Segmentation mask data:
- Opening Delimiter -

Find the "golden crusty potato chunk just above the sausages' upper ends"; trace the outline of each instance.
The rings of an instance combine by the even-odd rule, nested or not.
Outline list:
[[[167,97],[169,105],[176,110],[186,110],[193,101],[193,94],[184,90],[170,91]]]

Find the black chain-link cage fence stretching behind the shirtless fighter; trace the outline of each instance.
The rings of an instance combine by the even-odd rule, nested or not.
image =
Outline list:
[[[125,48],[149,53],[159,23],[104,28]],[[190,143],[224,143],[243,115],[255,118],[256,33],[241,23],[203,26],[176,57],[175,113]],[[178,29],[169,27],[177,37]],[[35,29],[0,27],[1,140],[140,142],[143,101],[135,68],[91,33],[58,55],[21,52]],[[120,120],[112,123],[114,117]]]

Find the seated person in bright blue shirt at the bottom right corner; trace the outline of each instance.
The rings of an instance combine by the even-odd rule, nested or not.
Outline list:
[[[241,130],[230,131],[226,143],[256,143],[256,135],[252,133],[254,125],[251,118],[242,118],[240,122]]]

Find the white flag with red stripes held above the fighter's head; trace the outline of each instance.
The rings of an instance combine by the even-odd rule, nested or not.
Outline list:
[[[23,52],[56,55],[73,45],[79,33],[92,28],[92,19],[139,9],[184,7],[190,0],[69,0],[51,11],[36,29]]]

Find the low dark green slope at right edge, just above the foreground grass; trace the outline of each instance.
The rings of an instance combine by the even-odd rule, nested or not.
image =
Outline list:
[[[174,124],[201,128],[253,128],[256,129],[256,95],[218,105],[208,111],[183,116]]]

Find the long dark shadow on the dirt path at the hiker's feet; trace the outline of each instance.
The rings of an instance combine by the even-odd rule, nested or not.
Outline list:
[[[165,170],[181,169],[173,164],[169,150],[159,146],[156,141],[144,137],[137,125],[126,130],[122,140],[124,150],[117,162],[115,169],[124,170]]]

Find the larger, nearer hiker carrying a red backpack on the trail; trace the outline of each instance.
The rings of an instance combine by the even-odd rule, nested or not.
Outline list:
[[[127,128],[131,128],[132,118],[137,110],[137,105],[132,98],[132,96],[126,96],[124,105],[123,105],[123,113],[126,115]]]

- Closing Delimiter -

**What you have to do:** Please go line by line through the records above, copying each one that holds the string "dark".

**Response area:**
Find the low dark green slope at right edge, just above the foreground grass; trace the outline of each instance.
Find the long dark shadow on the dirt path at the hiker's feet; trace the outline of each instance.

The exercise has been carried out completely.